# What is expected
Every line in the listing is to be echoed verbatim.

# Supplied entries
+ + +
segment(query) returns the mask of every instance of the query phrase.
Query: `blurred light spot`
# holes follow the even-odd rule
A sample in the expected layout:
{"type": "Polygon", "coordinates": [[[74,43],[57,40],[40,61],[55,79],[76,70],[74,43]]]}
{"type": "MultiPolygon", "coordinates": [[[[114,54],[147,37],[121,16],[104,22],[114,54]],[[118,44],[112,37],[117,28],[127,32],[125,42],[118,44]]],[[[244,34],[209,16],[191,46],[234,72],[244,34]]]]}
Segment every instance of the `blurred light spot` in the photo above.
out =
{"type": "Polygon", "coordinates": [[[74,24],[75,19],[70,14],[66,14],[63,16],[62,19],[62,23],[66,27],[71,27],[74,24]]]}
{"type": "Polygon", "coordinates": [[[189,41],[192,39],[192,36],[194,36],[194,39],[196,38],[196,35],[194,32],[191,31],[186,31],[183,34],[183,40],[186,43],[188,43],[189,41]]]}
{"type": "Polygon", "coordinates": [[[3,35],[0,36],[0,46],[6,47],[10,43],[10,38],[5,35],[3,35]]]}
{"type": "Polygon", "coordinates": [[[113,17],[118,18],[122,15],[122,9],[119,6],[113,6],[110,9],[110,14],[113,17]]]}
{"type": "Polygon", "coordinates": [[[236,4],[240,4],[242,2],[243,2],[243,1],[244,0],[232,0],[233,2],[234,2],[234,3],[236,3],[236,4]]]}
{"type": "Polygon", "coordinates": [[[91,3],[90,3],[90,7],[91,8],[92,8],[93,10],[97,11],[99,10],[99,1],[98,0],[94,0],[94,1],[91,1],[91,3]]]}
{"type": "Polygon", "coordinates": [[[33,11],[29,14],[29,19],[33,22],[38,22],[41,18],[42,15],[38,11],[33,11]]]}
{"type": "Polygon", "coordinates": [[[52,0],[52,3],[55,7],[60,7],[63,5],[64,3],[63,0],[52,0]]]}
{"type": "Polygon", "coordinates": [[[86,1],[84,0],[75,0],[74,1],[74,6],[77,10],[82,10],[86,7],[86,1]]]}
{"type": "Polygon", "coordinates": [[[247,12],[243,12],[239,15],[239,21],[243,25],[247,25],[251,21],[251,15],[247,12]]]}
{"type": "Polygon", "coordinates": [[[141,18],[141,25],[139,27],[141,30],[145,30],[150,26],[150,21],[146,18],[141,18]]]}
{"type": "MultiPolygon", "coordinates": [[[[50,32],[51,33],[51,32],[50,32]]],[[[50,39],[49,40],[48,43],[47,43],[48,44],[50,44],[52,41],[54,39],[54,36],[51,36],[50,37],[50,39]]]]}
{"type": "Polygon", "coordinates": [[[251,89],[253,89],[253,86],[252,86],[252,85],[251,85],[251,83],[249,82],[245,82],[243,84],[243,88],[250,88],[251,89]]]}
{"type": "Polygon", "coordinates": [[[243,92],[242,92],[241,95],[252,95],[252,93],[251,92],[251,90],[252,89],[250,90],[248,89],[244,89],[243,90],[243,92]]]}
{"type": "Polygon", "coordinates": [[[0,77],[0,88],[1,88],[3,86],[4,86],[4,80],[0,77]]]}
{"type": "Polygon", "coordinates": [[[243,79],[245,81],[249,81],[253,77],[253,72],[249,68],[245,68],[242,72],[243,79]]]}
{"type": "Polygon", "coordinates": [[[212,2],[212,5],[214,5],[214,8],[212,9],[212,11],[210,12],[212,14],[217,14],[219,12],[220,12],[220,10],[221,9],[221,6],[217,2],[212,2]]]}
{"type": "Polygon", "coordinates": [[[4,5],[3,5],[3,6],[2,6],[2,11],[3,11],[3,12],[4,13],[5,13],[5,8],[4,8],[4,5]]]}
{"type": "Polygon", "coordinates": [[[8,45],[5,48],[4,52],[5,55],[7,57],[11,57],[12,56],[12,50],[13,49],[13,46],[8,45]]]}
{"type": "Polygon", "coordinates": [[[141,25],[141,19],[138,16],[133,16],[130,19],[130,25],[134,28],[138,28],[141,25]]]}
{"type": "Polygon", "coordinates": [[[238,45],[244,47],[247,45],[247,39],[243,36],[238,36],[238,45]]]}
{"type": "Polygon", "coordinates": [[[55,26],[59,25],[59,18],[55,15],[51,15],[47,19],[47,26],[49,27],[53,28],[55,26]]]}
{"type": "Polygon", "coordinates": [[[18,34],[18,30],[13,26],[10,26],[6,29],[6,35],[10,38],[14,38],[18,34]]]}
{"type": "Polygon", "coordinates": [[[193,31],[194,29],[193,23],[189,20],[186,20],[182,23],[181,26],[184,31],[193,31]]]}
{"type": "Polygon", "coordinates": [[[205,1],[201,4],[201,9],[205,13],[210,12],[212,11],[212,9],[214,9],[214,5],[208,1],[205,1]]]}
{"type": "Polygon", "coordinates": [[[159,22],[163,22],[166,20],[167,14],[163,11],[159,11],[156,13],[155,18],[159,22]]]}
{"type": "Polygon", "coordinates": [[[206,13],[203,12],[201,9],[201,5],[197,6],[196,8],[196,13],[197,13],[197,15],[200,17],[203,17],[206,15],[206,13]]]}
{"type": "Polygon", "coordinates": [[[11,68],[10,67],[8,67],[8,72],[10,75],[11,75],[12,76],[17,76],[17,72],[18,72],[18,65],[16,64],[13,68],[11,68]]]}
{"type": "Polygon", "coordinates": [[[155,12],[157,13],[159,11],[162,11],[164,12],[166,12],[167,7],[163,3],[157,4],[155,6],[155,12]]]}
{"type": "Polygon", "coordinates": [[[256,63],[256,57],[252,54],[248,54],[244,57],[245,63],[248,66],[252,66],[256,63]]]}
+ + +
# Finished answer
segment(query) returns the mask of every instance of the query phrase.
Query: `blurred light spot`
# holes follow the even-odd rule
A sample in the expected layout:
{"type": "Polygon", "coordinates": [[[74,43],[57,40],[40,61],[55,79],[76,70],[74,43]]]}
{"type": "MultiPolygon", "coordinates": [[[[114,54],[147,37],[121,16],[104,22],[114,54]],[[118,44],[112,37],[117,28],[127,32],[125,42],[118,44]]],[[[244,34],[209,16],[191,46],[234,72],[244,34]]]]}
Segment every instance of the `blurred light spot` in the photo above.
out =
{"type": "Polygon", "coordinates": [[[74,24],[75,19],[70,14],[66,14],[63,16],[62,19],[62,23],[66,27],[71,27],[74,24]]]}
{"type": "Polygon", "coordinates": [[[189,41],[192,39],[192,36],[194,36],[194,39],[196,38],[196,35],[194,32],[191,31],[186,31],[183,34],[183,40],[186,43],[188,43],[189,41]]]}
{"type": "Polygon", "coordinates": [[[3,35],[0,36],[0,46],[6,47],[10,43],[10,38],[5,35],[3,35]]]}
{"type": "Polygon", "coordinates": [[[113,17],[118,18],[122,15],[122,9],[119,6],[113,6],[110,9],[110,14],[113,17]]]}
{"type": "Polygon", "coordinates": [[[236,4],[240,4],[242,2],[243,2],[243,1],[244,0],[232,0],[233,2],[234,2],[234,3],[236,3],[236,4]]]}
{"type": "Polygon", "coordinates": [[[91,3],[90,3],[90,7],[91,8],[92,8],[93,10],[97,11],[99,10],[99,1],[98,0],[94,0],[94,1],[91,1],[91,3]]]}
{"type": "Polygon", "coordinates": [[[33,11],[29,14],[29,19],[33,22],[38,22],[41,18],[42,15],[38,11],[33,11]]]}
{"type": "Polygon", "coordinates": [[[52,0],[52,3],[55,7],[60,7],[63,5],[64,3],[63,0],[52,0]]]}
{"type": "Polygon", "coordinates": [[[86,1],[84,0],[75,0],[74,1],[74,6],[77,10],[82,10],[86,7],[86,1]]]}
{"type": "Polygon", "coordinates": [[[247,12],[243,12],[239,15],[239,21],[243,25],[247,25],[251,21],[251,15],[247,12]]]}
{"type": "Polygon", "coordinates": [[[141,18],[141,25],[139,27],[141,30],[145,30],[150,26],[150,21],[146,18],[141,18]]]}
{"type": "MultiPolygon", "coordinates": [[[[50,32],[51,33],[51,32],[50,32]]],[[[50,39],[49,40],[48,43],[47,43],[48,44],[50,44],[52,41],[54,39],[54,36],[51,36],[50,37],[50,39]]]]}
{"type": "Polygon", "coordinates": [[[251,89],[253,89],[253,86],[252,86],[252,85],[251,85],[251,83],[249,82],[245,82],[243,84],[243,88],[250,88],[251,89]]]}
{"type": "Polygon", "coordinates": [[[243,92],[242,92],[241,95],[252,95],[252,93],[251,92],[251,90],[252,89],[250,90],[248,89],[244,89],[243,90],[243,92]]]}
{"type": "Polygon", "coordinates": [[[0,77],[0,88],[1,88],[3,86],[4,86],[4,80],[0,77]]]}
{"type": "Polygon", "coordinates": [[[243,79],[245,81],[249,81],[253,77],[253,72],[249,68],[245,68],[242,72],[243,79]]]}
{"type": "Polygon", "coordinates": [[[212,2],[212,5],[214,5],[214,8],[212,9],[212,11],[210,12],[212,14],[217,14],[219,12],[220,12],[220,10],[221,9],[221,6],[217,2],[212,2]]]}
{"type": "Polygon", "coordinates": [[[4,5],[3,5],[3,6],[2,6],[2,11],[3,11],[3,12],[4,13],[5,13],[5,8],[4,8],[4,5]]]}
{"type": "Polygon", "coordinates": [[[8,45],[5,48],[4,52],[5,55],[7,57],[11,57],[12,56],[12,50],[13,49],[13,46],[8,45]]]}
{"type": "Polygon", "coordinates": [[[141,25],[141,19],[138,16],[133,16],[130,19],[130,25],[134,28],[138,28],[141,25]]]}
{"type": "Polygon", "coordinates": [[[238,45],[244,47],[247,45],[247,39],[243,36],[238,36],[238,45]]]}
{"type": "Polygon", "coordinates": [[[55,26],[59,25],[59,18],[55,15],[51,15],[47,19],[47,26],[49,27],[53,28],[55,26]]]}
{"type": "Polygon", "coordinates": [[[18,34],[18,30],[13,26],[10,26],[6,29],[6,35],[10,38],[14,38],[18,34]]]}
{"type": "Polygon", "coordinates": [[[193,31],[194,29],[193,23],[189,20],[186,20],[182,23],[181,26],[184,31],[193,31]]]}
{"type": "Polygon", "coordinates": [[[205,1],[201,4],[201,9],[205,13],[210,12],[212,11],[212,9],[214,9],[214,5],[208,1],[205,1]]]}
{"type": "Polygon", "coordinates": [[[159,22],[163,22],[166,20],[167,14],[163,11],[159,11],[156,13],[155,18],[159,22]]]}
{"type": "Polygon", "coordinates": [[[206,13],[203,12],[201,9],[201,5],[197,6],[196,8],[196,13],[197,13],[197,15],[200,17],[203,17],[206,15],[206,13]]]}
{"type": "Polygon", "coordinates": [[[11,68],[10,67],[8,67],[8,72],[10,75],[11,75],[12,76],[17,76],[17,72],[18,72],[18,65],[16,64],[13,68],[11,68]]]}
{"type": "Polygon", "coordinates": [[[155,12],[157,13],[159,11],[162,11],[164,12],[166,12],[167,7],[163,3],[157,4],[155,6],[155,12]]]}
{"type": "Polygon", "coordinates": [[[256,63],[256,57],[252,54],[248,54],[244,57],[245,63],[248,66],[252,66],[256,63]]]}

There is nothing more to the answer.